## Задание
Перепишите весь материал ниже, заменив «photo above» на «image above» и оставив все остальное без изменений. Изображения в ответ не включайте.

## Материал задания
++++
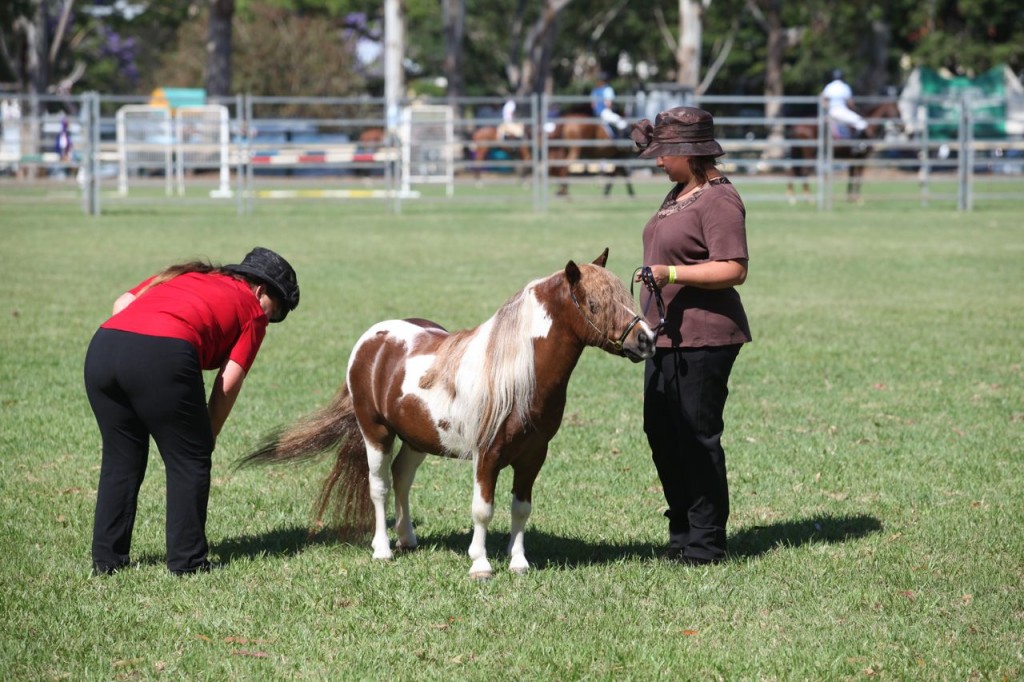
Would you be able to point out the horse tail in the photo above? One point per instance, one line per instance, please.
(346, 489)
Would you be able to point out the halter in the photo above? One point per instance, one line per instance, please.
(615, 344)
(647, 276)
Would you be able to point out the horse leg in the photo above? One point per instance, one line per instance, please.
(853, 188)
(379, 446)
(403, 472)
(628, 176)
(483, 511)
(525, 469)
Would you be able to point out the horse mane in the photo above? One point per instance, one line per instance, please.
(504, 386)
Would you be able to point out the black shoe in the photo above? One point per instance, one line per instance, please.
(686, 560)
(672, 554)
(204, 567)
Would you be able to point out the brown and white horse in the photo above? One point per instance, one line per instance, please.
(579, 139)
(854, 150)
(493, 394)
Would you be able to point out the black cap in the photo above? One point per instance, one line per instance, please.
(268, 267)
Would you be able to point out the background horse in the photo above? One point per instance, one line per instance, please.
(486, 139)
(582, 128)
(856, 150)
(494, 394)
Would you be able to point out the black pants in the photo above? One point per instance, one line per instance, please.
(684, 399)
(140, 386)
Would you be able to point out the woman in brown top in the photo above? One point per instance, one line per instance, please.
(695, 246)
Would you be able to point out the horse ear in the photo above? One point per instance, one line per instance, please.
(572, 272)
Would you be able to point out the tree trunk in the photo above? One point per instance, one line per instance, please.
(768, 15)
(688, 51)
(218, 48)
(538, 46)
(455, 28)
(513, 69)
(877, 78)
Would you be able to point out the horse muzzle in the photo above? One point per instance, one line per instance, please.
(637, 342)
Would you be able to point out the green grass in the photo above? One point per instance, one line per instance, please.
(873, 432)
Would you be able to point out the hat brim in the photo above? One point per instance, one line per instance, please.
(242, 268)
(709, 148)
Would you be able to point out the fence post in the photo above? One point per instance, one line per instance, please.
(542, 132)
(822, 158)
(964, 162)
(90, 164)
(537, 123)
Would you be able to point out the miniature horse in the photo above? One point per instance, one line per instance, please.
(855, 150)
(494, 394)
(486, 140)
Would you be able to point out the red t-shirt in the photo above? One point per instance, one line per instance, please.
(215, 312)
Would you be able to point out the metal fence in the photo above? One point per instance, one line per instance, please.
(249, 150)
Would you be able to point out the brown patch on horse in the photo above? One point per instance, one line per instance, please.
(346, 489)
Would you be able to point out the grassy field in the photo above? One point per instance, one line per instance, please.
(875, 437)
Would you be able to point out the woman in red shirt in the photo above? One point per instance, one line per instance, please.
(695, 245)
(143, 376)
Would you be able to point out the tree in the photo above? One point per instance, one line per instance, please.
(455, 31)
(218, 48)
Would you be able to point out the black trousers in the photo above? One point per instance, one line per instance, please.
(140, 386)
(685, 392)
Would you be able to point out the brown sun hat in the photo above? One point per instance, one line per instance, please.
(683, 131)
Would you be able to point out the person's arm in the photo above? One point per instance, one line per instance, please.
(713, 274)
(225, 389)
(123, 301)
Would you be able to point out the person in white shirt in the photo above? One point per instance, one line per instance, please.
(838, 96)
(601, 99)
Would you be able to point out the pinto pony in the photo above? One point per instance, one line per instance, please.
(580, 138)
(493, 394)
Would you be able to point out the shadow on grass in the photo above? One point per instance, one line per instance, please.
(548, 551)
(823, 529)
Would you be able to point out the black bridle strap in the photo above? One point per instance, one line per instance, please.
(647, 276)
(615, 344)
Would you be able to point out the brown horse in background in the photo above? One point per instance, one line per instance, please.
(581, 128)
(856, 150)
(493, 395)
(486, 138)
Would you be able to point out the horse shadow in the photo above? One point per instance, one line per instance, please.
(552, 551)
(548, 550)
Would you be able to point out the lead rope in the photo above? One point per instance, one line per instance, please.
(647, 276)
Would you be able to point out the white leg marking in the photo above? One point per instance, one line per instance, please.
(482, 513)
(403, 472)
(517, 553)
(380, 485)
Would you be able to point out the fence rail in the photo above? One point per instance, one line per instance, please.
(257, 148)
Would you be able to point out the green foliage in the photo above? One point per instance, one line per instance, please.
(273, 51)
(873, 434)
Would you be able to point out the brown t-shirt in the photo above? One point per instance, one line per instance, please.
(708, 225)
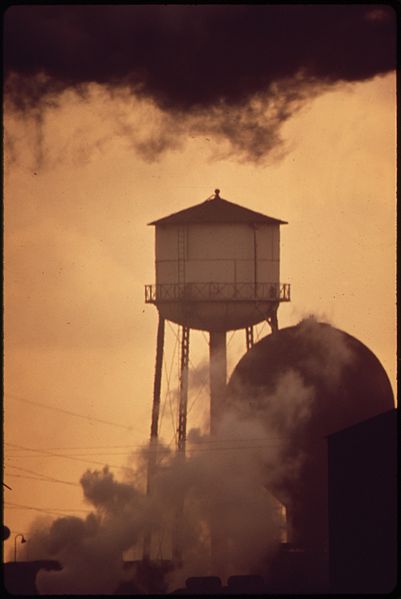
++++
## Полный ответ
Would you be able to point out the horse tail in the image above? One point per instance, one line per instance, please.
(346, 489)
Would you be able to point out the halter in the image above? One point per instance, one line per instance, please.
(615, 344)
(647, 276)
Would you be able to point out the horse leg in the image above? One point per instance, one line per instance, please.
(853, 188)
(379, 446)
(403, 472)
(628, 176)
(483, 511)
(525, 469)
Would you be able to point out the horse mane in the image above? One point per instance, one line per instance, please.
(504, 386)
Would you be able to point out the black shoe in the image above? One point per instance, one line per instance, please.
(686, 560)
(672, 554)
(204, 567)
Would you be able to point out the brown and white horse in the image above? One point per instance, one line per instance, please.
(579, 139)
(854, 150)
(493, 394)
Would you be able to point out the black cap in the image above? One point per instance, one line per instance, please.
(268, 267)
Would you be able to point out the background horse in the image above? One point per instance, one line per instance, please.
(486, 139)
(582, 128)
(856, 150)
(494, 394)
Would you be able to point out the black pants in the image above? One point per instance, one line per instance, please.
(684, 399)
(140, 386)
Would you be able to point out the woman in brown top in the image above? One point per instance, one line per instance, please.
(695, 246)
Would you be able to point out the horse ear in the image above? One point per instance, one line per instance, please.
(572, 272)
Would you be able to point out the tree trunk in the image above? One point per instance, one line per instance, please.
(768, 15)
(688, 51)
(218, 48)
(538, 46)
(455, 28)
(513, 69)
(877, 78)
Would you be able to point out the horse muzzle in the image above? One point per instance, one line per instance, please.
(637, 342)
Would you be able to point out the green grass in the image above? One point per instance, one line per instance, please.
(873, 432)
Would you be able to point out the hat brim in the image above? One point per instance, one line per instance, please.
(242, 268)
(709, 148)
Would you be able to point out the fence post in the image above? One point per instance, one line per instance, please.
(542, 132)
(822, 158)
(964, 162)
(90, 164)
(537, 123)
Would you be able to point out the miniature horse in the image above? One point per instance, one line per instance, please.
(855, 150)
(494, 394)
(486, 140)
Would you be able to point out the red t-shirt in the image above? One point per instance, one line per instance, please.
(215, 312)
Would you be able to point out the metal fence in the image above? One point per instance, one line per instance, please.
(249, 150)
Would you be able to point out the brown patch on horse in the image above? One point per instance, one line per instance, please.
(346, 489)
Would you be able to point out the grassy field in the image above? One point per instance, one line per instance, please.
(875, 437)
Would you be able to point out the woman in red shirt in the image above? One point per instance, one line per instance, please.
(695, 245)
(143, 376)
Would you be able to point out the tree in the image above? One point per instance, one line per instance, please.
(455, 31)
(218, 48)
Would you be able to point out the black trousers in the image above? One point per instance, one line per instance, please.
(140, 386)
(685, 392)
Would you be able to point out the brown sun hat in the image above? One point per instance, one line per instance, please.
(683, 131)
Would you be able to point out the person's arm in the image above? One point per instance, one line per instance, please.
(713, 274)
(225, 389)
(123, 301)
Would you be able to point out the person in white shirt in the image above? One point per instance, one line per instance, please.
(838, 96)
(601, 99)
Would you be able to point out the pinto pony in the image above? One point per instance, one line per instance, please.
(580, 138)
(493, 394)
Would you be able to point out the shadow on grass in the image above? One point per instance, one line per instance, please.
(548, 551)
(823, 529)
Would you be able to point out the black bridle strap in the image above? One point per instance, one line per instance, please.
(647, 276)
(615, 344)
Would you be able to point out the brown horse in background in the image above? One point per instance, one line per instance, please.
(581, 128)
(856, 150)
(493, 395)
(486, 138)
Would you be able to point out the horse shadow in the image above? One point per instance, one line per instance, please.
(552, 551)
(548, 550)
Would you be able to point out the lead rope in the image above? One point per instance, one line per instance, please.
(647, 276)
Would you be able to point out the white leg marking in the image above? One point per instance, one line per instance, please.
(482, 513)
(403, 472)
(517, 553)
(380, 485)
Would you be able to point out the fence rail in the image above? One point per instance, one line per instance, please.
(257, 148)
Would you be able to point out the green foliage in the image above? One point per instance, one line per instance, please.
(273, 51)
(873, 434)
Would you be able to point out the brown t-shirt in the image above? One point per instance, one line per instance, please.
(708, 225)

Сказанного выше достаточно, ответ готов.